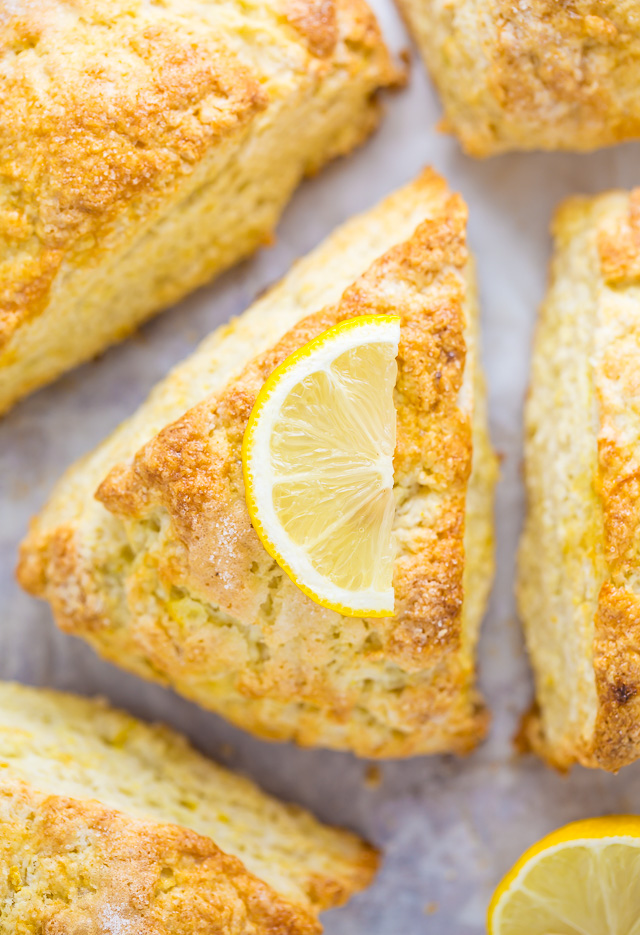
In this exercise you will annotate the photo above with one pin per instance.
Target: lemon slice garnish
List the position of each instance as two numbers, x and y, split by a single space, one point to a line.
318 465
581 880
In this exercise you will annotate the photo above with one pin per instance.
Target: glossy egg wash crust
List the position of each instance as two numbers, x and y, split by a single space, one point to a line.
163 573
579 588
145 147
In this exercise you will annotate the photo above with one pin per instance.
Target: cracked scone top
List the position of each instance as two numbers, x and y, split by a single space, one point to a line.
579 567
145 146
164 574
537 74
111 825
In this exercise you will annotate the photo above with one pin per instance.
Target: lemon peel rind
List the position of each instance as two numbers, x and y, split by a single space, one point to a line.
606 829
278 385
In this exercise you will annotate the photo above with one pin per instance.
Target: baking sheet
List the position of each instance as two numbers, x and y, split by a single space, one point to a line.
449 828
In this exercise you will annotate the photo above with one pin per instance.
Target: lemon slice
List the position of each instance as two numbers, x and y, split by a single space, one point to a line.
318 465
581 880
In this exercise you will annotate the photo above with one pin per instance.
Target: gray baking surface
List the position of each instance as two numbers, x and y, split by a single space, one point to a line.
449 828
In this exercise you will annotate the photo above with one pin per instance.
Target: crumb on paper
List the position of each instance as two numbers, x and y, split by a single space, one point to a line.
372 777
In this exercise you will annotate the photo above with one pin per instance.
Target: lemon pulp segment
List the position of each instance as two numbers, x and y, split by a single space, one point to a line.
582 880
318 457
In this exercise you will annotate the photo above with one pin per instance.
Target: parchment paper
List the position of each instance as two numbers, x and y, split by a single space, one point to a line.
449 828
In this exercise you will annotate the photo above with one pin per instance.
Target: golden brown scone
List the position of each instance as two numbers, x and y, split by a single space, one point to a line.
537 74
579 559
163 573
144 147
109 825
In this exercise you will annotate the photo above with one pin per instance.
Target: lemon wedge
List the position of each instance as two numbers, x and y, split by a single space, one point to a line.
317 457
581 880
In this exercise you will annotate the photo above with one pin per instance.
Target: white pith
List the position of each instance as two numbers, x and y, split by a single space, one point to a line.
263 476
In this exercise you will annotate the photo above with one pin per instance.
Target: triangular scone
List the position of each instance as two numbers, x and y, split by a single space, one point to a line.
146 146
164 574
110 825
578 587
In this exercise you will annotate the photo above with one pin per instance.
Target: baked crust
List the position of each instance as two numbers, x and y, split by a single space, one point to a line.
116 113
533 75
72 862
188 594
598 256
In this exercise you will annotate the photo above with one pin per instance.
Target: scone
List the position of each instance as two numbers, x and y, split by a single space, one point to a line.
580 560
163 573
108 825
144 147
538 74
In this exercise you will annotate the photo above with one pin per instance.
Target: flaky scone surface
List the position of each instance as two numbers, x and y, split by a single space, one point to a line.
579 563
108 824
165 574
537 74
146 146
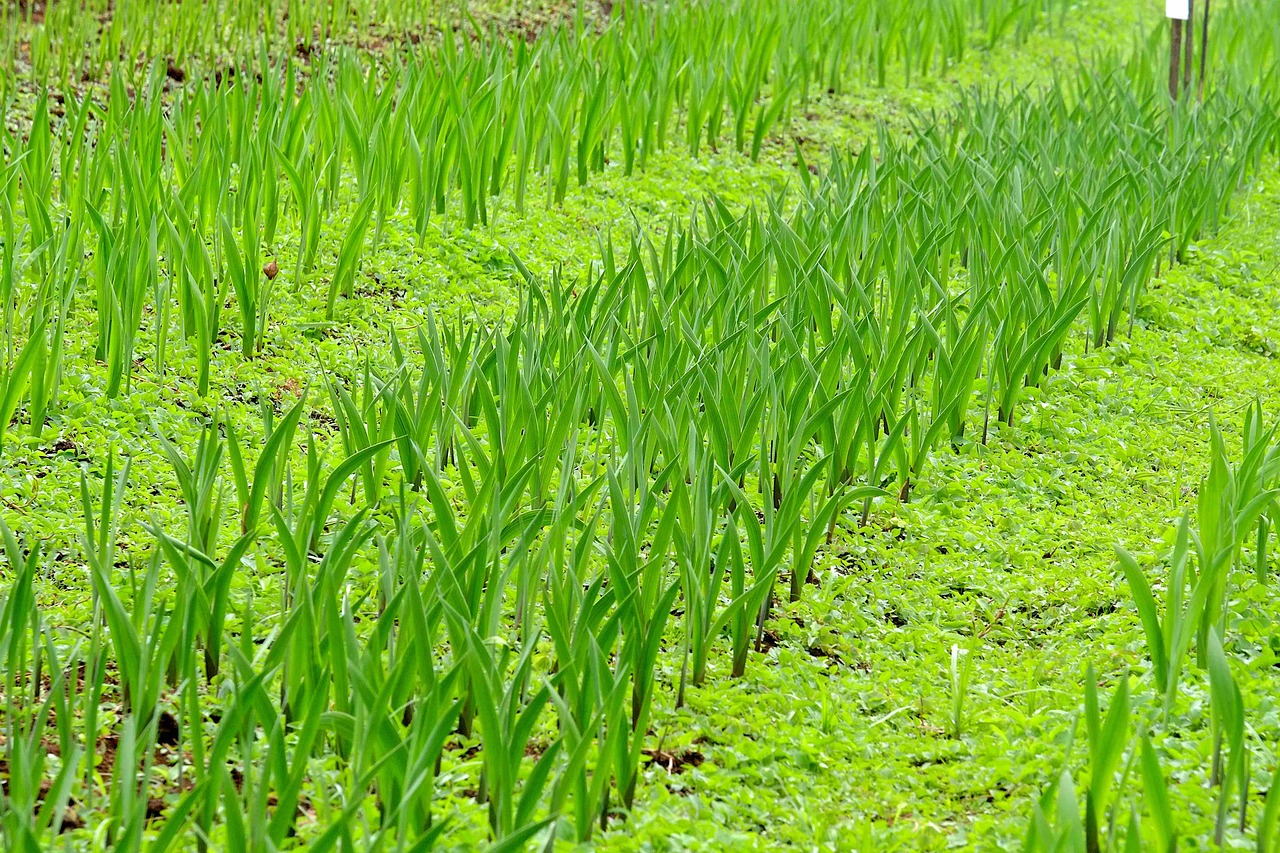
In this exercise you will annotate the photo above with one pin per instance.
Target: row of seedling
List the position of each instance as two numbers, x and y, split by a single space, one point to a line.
1219 552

ABOUT THIS EXERCISE
All lines from the beginning of the material above through the line holding "Target: crumb on paper" are to be given again exactly, and no others; pictures do not go in.

TASK SOLUTION
In this exercise you will annotate the photo above with one pin per instance.
Target: lemon slice garnish
List the position of each instance as two numbers, x and y, split by a single space, one point to a line.
318 465
581 880
In this exercise you will annotate the photo above with one pin per instance.
Target: glossy egg wash crust
List the position of each instance as two numbers, x and y, split by a single space, one point to a line.
163 573
579 588
145 147
In this exercise you will annotate the photo above with one pin per instance.
Target: cracked scone top
List the position of each instance as two numbers, x and y, split by a single space, one point to a line.
579 567
145 146
164 574
537 74
111 825
In this exercise you will annotate the photo above with one pin per instance.
Target: lemon peel rind
List the position of each instance as two numbers, x and y, split by a single space, one point to a line.
606 829
278 385
In this exercise you will annotate the photo above with one pin per instance.
Target: baking sheet
List the position of each instance as two numbers, x and y, split by a single space, one point to a line.
449 828
In this exercise you will annotate the photo above with one pin per instance.
Target: lemon slice
List the position of each instance as two numbers, x and y, split by a single space, one point to a line.
318 465
581 880
In this exercise you will annotate the photo above with one pin per instance.
Target: gray baking surface
List the position of each instance as two numbers, x and y, split by a single space, one point to a line.
449 828
In this exercise you will annotate the photo above with one pin per instance.
Target: crumb on paper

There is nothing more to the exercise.